Your objective =
In the audit instructions, why should the re-run after a fix use the same canonical form as Step 1?

Passage shown =
-------------------------
After applying a fix, suggest re-running with --refresh (same canonical form as Step 1, so audit.json stays the source of truth for delta calculations):

mkdir -p .commitshow
npx commitshow@0.3.23 audit . --json --refresh \
  > .commitshow/audit.json \
  2> .commitshow/audit.stderr.log

Examples

Example 1: User asks "is this production-ready?"

mkdir -p .commitshow
npx commitshow@0.3.23 audit . --json \
  > .commitshow/audit.json \
  2> .commitshow/audit.stderr.log

Then surface:

Score: 67/100 · band: mid

Top concerns:
  ↓ [Security] members table uses column-level GRANT but paid_audits_credit
    column lacks SELECT grant — silent 42501 on every read
  ↓ [Infrastructure] stripe.checkout.sessions.create called without
    idempotencyKey — duplicate-charge surface

Want me to fix the column GRANT first? Single SQL line.

Example 2: Cross-check a specific concern

User: "show me where the webhook idempotency gap is"

cat .commitshow/audit.json | jq '.concerns[] | select(.axis=="Infrastructure")'

Find the file path in the bullet, read it, confirm the gap matches.

Best Practices

  • ✅ Always cite the exact bullet from concerns[].bullet — they're already action-oriented
  • ✅ Lead with score + delta in a single sentence, then concerns
  • ✅ End with a specific follow-up question naming a concern
  • ✅ Read prior .commitshow/audit.json before re-running (within 1h)
-------------------------
Data extract =

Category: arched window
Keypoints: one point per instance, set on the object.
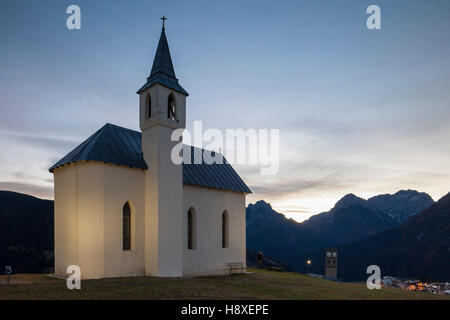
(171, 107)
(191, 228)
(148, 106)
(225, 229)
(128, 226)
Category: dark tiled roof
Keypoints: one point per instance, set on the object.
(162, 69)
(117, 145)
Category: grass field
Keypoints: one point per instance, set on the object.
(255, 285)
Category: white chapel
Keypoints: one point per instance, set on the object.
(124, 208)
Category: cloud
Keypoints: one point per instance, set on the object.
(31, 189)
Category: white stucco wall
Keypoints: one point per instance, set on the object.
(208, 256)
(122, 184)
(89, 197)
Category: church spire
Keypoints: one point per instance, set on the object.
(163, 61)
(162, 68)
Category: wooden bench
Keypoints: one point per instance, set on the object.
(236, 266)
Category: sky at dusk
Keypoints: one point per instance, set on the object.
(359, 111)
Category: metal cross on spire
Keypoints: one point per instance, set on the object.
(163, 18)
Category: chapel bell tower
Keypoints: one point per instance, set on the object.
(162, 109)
-------------------------
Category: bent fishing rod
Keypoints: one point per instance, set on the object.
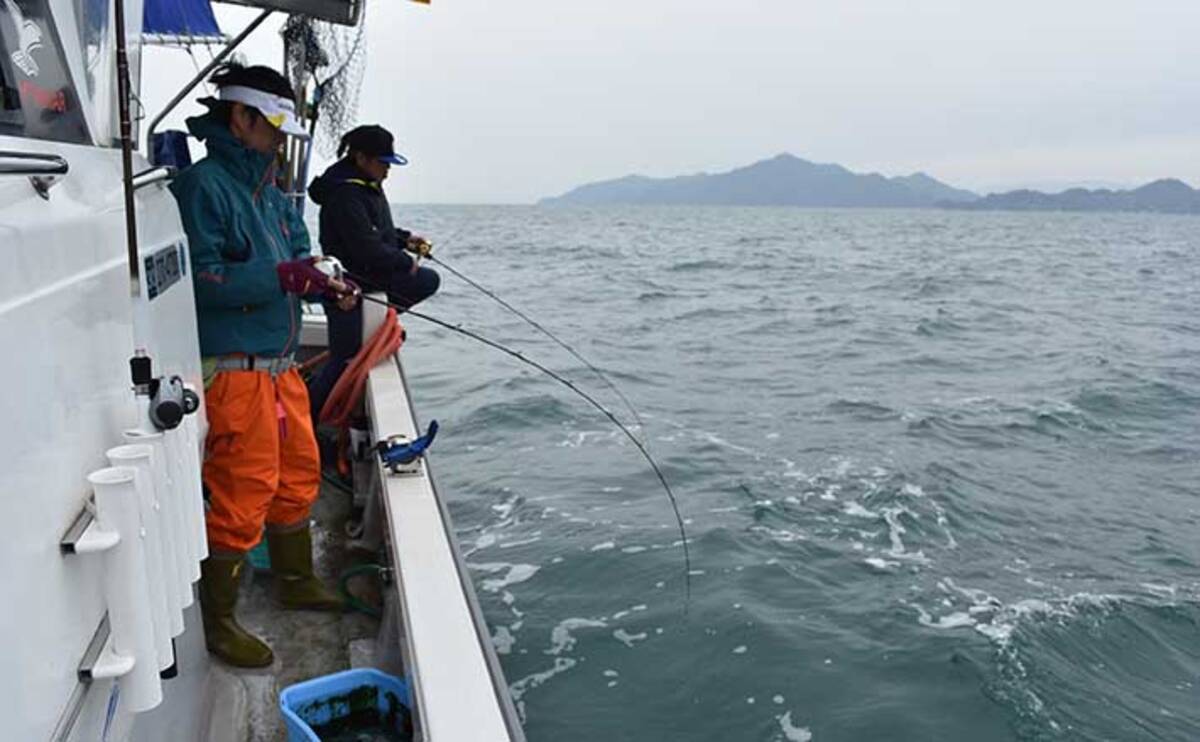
-------------------------
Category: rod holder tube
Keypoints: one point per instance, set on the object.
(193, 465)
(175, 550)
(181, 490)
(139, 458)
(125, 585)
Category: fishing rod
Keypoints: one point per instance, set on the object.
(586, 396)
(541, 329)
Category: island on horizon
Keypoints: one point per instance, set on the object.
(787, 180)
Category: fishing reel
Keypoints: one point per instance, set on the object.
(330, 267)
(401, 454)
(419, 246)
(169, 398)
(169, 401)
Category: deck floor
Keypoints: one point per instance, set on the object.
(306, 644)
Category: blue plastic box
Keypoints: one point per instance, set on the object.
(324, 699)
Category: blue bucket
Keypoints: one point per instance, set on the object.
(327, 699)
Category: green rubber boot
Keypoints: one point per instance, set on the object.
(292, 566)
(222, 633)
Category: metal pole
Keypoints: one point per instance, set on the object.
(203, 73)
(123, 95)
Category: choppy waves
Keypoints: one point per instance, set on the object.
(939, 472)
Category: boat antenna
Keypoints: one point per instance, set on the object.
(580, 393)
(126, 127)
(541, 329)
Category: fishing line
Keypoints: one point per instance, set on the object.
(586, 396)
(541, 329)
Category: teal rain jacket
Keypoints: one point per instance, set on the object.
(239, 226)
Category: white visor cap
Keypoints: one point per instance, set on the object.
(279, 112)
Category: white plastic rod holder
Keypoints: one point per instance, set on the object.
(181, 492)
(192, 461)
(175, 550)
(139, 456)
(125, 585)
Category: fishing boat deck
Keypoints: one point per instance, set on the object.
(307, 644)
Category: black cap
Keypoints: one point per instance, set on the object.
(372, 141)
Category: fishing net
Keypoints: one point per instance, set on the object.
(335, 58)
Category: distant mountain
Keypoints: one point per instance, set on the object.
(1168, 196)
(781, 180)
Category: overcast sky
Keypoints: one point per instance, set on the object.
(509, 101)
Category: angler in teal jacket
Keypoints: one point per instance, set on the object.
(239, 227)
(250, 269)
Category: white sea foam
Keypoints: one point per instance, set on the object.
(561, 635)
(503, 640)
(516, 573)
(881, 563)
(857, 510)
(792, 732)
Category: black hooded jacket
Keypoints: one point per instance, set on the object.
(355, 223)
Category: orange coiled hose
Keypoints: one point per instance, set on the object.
-------------------------
Task output =
Using the same canonical form keeps audit.json as the source of truth for delta calculations.